Start
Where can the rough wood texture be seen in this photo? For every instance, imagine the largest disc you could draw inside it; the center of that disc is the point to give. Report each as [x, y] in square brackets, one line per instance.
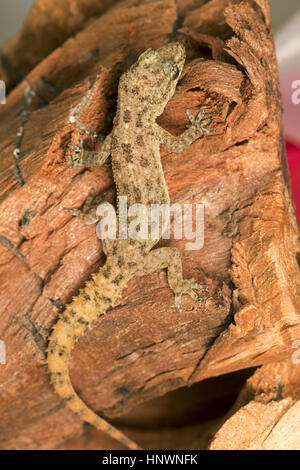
[145, 348]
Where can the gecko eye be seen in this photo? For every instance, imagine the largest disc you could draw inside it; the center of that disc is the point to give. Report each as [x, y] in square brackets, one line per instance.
[174, 72]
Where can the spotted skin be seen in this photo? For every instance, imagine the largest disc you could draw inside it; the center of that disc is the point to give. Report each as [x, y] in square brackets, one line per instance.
[144, 91]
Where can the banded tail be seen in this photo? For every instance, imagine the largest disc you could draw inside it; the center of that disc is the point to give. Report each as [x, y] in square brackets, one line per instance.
[97, 296]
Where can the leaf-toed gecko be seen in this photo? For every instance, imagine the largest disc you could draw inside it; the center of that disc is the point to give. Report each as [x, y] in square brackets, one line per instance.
[143, 92]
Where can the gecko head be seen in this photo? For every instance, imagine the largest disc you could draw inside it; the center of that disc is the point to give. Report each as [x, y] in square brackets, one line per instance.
[153, 78]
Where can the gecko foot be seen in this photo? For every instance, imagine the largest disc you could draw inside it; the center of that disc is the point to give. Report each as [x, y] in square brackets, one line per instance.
[186, 287]
[199, 123]
[77, 157]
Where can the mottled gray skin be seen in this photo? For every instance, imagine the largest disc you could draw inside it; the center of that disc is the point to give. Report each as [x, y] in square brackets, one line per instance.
[134, 145]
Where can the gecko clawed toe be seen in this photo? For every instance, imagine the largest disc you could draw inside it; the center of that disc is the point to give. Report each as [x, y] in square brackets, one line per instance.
[134, 147]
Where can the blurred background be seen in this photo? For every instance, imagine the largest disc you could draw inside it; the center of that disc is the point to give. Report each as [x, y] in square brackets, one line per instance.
[286, 22]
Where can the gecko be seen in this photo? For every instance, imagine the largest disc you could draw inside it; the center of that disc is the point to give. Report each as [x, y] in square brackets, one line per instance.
[134, 147]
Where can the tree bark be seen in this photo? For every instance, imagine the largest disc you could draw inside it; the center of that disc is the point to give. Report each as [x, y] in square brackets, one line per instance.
[135, 364]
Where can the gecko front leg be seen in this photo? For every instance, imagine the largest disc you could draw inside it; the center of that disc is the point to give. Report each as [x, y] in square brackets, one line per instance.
[180, 143]
[170, 258]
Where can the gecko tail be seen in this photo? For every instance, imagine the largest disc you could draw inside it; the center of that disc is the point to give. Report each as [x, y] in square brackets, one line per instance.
[62, 384]
[72, 324]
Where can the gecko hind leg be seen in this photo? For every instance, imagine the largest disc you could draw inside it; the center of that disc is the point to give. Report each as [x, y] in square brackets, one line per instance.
[170, 258]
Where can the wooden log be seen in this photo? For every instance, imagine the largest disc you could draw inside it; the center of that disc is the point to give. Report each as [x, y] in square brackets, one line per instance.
[145, 348]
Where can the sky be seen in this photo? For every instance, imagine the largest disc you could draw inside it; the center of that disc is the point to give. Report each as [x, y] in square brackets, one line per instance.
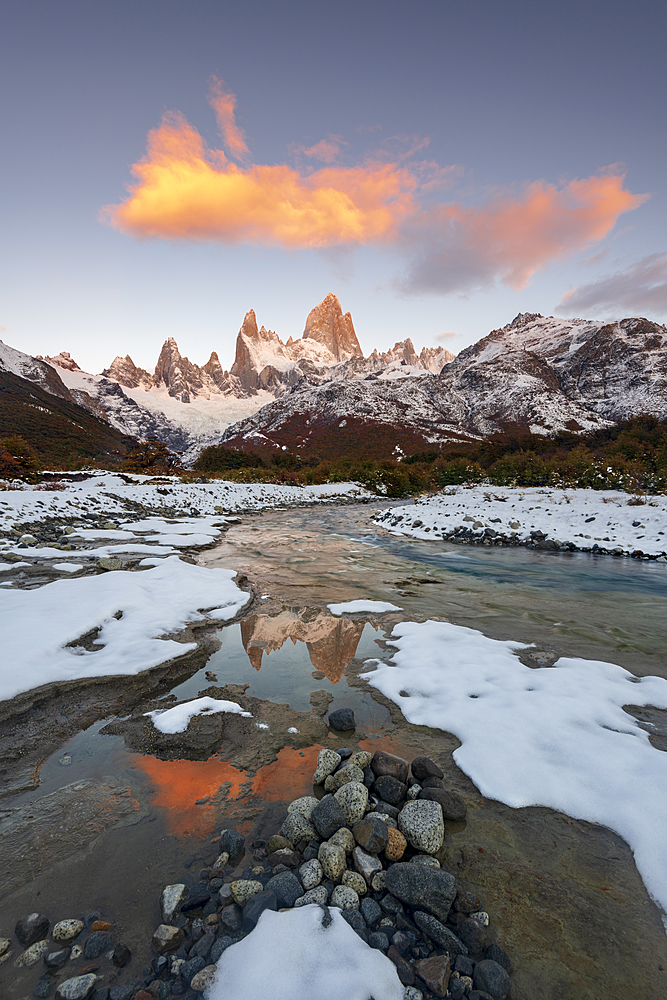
[439, 166]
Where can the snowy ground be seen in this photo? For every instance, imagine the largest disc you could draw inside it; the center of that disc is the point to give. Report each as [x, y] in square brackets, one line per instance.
[553, 736]
[130, 611]
[587, 519]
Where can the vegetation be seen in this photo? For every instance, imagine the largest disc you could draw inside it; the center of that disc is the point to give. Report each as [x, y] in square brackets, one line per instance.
[630, 456]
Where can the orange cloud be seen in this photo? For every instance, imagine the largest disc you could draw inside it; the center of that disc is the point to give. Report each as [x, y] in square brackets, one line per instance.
[224, 105]
[512, 237]
[184, 190]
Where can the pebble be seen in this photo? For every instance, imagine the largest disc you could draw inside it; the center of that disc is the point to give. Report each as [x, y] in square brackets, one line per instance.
[421, 823]
[317, 895]
[332, 859]
[431, 889]
[345, 898]
[77, 988]
[170, 901]
[343, 838]
[352, 798]
[366, 864]
[311, 874]
[244, 889]
[66, 930]
[203, 979]
[353, 880]
[327, 762]
[32, 954]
End
*EXERCISE TASK*: Arrange the rows from the line containing "Where can the snowy" through the end of the rows as a two-column CSV headed text and answer, with one line per row. Put the row's wording in one quoted field and all of its answer points in the other, with line breaks changed to spaces.

*WRITTEN ANSWER*:
text,answer
"Where can the snowy ground be seen in this photo? For every instance, imagine the largest disc you could draw inside it; the center of that disc is the point to give. Report each as [x, y] in square brackets, one line per instance.","[553, 736] [130, 611] [587, 519]"
"Where can the vegetation be seen in this photo? For every instance, imagine the largest disc you could draw inside it; the center of that disc is the point to give. Report each as [x, y] in square brackets, one line per instance.","[630, 456]"
"Where can the orange cloud be seen in this photo? For every instance, imagine the largest disc you could draw inside it; the center of that disc is the point to give. Report each as [x, y] in square brackets, one line per instance.","[224, 105] [512, 237] [184, 190]"
"Where can the pebble be seen in this photo? For every instance, imagine the largest disc you could draw inside it; the center of that disc is the point to give. Report each as [x, y] in square brackets, one line per instance.","[421, 823] [317, 895] [332, 859] [431, 889] [345, 898] [77, 988] [170, 901] [343, 838] [352, 798] [366, 864] [311, 874] [244, 889] [66, 930] [203, 979] [353, 880] [327, 762] [32, 954]"